**Task goal**
Retype every entry precisely and keep each line whole.

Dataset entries
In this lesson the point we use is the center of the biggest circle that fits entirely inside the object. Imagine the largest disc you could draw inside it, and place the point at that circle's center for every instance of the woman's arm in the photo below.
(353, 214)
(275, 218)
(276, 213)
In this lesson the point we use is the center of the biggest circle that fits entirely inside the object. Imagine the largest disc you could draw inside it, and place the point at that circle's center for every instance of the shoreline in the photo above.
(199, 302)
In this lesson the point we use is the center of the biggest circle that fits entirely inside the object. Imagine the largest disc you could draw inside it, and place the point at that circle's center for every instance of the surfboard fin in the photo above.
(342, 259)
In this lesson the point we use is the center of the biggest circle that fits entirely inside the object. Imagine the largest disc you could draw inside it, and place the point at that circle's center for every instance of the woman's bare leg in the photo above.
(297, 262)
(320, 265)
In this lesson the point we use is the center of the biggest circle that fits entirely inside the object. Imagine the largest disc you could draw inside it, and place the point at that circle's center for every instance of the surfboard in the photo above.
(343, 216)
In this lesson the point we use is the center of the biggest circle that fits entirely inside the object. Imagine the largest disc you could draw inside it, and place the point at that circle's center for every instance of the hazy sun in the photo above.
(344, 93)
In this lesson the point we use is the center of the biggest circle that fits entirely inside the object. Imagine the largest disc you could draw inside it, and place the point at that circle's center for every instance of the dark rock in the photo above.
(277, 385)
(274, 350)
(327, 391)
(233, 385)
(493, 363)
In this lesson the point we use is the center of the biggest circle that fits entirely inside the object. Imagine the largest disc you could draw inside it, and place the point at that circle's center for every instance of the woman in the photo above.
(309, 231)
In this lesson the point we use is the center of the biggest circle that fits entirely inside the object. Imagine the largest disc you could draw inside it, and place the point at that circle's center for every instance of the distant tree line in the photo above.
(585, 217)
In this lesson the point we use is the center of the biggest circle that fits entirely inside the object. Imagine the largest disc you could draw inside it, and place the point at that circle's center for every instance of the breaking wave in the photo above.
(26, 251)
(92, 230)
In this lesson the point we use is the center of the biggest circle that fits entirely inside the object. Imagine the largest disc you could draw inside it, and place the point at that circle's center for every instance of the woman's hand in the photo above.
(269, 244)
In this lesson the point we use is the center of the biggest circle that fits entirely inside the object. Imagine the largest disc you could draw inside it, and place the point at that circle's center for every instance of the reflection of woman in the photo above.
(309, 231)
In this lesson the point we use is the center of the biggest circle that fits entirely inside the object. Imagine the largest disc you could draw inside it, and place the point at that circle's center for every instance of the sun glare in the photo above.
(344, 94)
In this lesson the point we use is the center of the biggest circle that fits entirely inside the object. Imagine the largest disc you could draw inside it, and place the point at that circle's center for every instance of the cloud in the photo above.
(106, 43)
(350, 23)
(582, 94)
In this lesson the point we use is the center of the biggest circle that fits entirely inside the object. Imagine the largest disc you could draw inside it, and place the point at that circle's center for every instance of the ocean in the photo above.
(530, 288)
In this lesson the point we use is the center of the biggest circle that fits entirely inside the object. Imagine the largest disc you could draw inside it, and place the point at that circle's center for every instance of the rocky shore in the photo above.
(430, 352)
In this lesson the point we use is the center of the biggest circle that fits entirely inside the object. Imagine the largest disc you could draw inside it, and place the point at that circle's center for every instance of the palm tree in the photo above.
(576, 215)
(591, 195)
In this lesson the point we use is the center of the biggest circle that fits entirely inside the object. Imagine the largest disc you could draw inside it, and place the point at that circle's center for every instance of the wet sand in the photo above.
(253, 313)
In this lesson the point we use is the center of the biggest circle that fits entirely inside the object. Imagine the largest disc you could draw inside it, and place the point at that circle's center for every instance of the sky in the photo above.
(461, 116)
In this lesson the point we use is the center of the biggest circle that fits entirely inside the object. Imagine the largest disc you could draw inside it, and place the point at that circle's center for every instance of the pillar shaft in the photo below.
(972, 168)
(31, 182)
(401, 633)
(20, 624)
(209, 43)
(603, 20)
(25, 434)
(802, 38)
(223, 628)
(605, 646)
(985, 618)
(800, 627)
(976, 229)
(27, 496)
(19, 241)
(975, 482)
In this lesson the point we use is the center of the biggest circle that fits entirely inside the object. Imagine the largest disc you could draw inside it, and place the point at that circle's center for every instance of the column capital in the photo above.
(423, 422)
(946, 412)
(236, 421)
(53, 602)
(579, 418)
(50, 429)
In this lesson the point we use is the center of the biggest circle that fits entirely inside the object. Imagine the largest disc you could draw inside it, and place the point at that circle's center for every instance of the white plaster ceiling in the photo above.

**Answer**
In this lesson the point we use is the center of the biggest circle that fits entirely inside the object. Imagine the largest disc you could draw inside it, and place the point at that circle's center for every instance of the woman's arm in the photo below.
(353, 214)
(275, 218)
(276, 213)
In this lesson the point we use is the center of the biggest circle that fits entirely inside the object. Imagine the largest disc you could draw inside it, and place the point at that circle's center for every instance of the shoreline in the photo above.
(199, 302)
In this lesson the point we use is the center of the biggest circle that fits entirely inside the object. Imagine the largest disc you could draw inside it, and place the point at that circle's center for every instance of the surfboard fin in the photo above.
(342, 259)
In this lesson the point we use is the center of the biggest circle that fits entirely inside the object. Imagine the largest disc you could draw inside it, and place the point at that circle's center for every instance of the woman's bare leg in the photo above.
(297, 262)
(320, 265)
In this lesson the point we use is the center of the biggest circle that fits entirely inside the object. Imagine the largest disc you could draw inside it, and place the point at that circle's center for every instance of the surfboard in the photo above.
(343, 216)
In this lesson the point we use is the center of the biggest circle that fits entirely inside the object. Imagine the largest disc you could draw inside it, and place the point at that circle's center for every instance of the hazy sun in the photo above.
(344, 93)
In this lesson the point we use is the center of the biggest circle that fits entirely inside the object. Imagine the largest disc you could draw inside it, and place the point at that circle's center for every instance of the dark rock in the photo above.
(277, 385)
(274, 350)
(327, 391)
(233, 385)
(493, 363)
In this lesson the point we use is the center of the biggest circle that fits entirely inside the object. Imagine the largest disc you could draw inside it, and place the point at that circle's center for every instance of the woman in the photo above.
(309, 231)
In this lesson the point we use is the center of the biggest circle that fits entirely inside the object. Imagine the largest disc you could draw inside it, and place the point at that circle's center for every instance of the distant tree line in the photo above.
(585, 217)
In this lesson the point we use is the center of the biggest circle that fits entirely inside the object. Imagine the largest disc you could draw inside it, and place the point at that circle's center for every instance of the breaking wave in the photo above.
(26, 251)
(92, 230)
In this lesson the point we use is the center of the biggest circle that fits entirely inside the object. Imagine the largest disc you could draw inside it, and place the point at that circle's center for every instance of the woman's hand in the photo above.
(269, 244)
In this lesson the point we use is the center of the biggest circle that fits entirely inside the object. Imagine the largest disc you could draw inside it, and place the point at that circle's center for every instance of the reflection of woman in the photo above.
(309, 231)
In this lesson the point we use is the center of the biggest circle that fits entirely inside the object. Imagine the largest disc you could draw inside it, and place the point at that circle's center for every instance of the sun glare in the photo above.
(344, 94)
In this lesson the point we use is the center of the biggest circle that fits entirely inside the object. Imagine the largest disc you could draw inside it, and place the point at that circle's center for every instance of the cloud in the photo above.
(106, 43)
(350, 23)
(582, 94)
In this lesson the point we use is the center of the biggest circle that fits entirely inside the object. Imagine the largest disc you could draw inside it, and place the point at that circle's center for every instance of the ocean in the photo above.
(530, 288)
In this lesson the point we use is the center of the biggest circle that fits entirely inside the object. Imagine the largest disc you could draw inside it, and place the point at that circle's center for every instance of the rocky shore in the photo above.
(430, 352)
In this lesson the point we use is the center of the biggest circle that fits entirely inside the object. Imagine the largest disc you could draw inside it, and place the point at that circle's center for every instance of the palm tree in the photo above.
(576, 215)
(591, 195)
In this lesson the point we use is the center of the biggest circle that fits entirely inside the object. Imagine the largest disc you could draw inside it, and place the point at that circle's center for every instance of the wet sand in the photo above.
(253, 313)
In this lesson the point we use is the center of the biggest circle that fits entirely inside the object. Imagine the largest disc you could draw inside it, and place the point at that circle's center for every instance of the sky in the photo above.
(461, 116)
In this lesson the point we use is the center of the biggest circle that fits entirely inside the object. Imagine the largest disc you could draw inside it, and place the point at that circle's center for every instance of the pillar shaft in the photo below.
(972, 168)
(31, 182)
(401, 633)
(20, 624)
(209, 43)
(603, 20)
(25, 434)
(802, 38)
(223, 628)
(605, 646)
(985, 618)
(800, 627)
(976, 229)
(27, 496)
(19, 241)
(975, 482)
In this lesson the point we use is the center of the biggest circle that fits entirely inside the object. Imagine the largest disc you could draw inside it, and place the point at that circle's center for every instance of the column capital in the photo above.
(423, 422)
(946, 412)
(236, 421)
(53, 602)
(579, 418)
(50, 429)
In this lesson the point we use is the center of the biggest circle that fits entirely inside the object. Imagine the largest disc you could draw inside it, and place the point at that circle's center for every instance of the white plaster ceiling in the photo above.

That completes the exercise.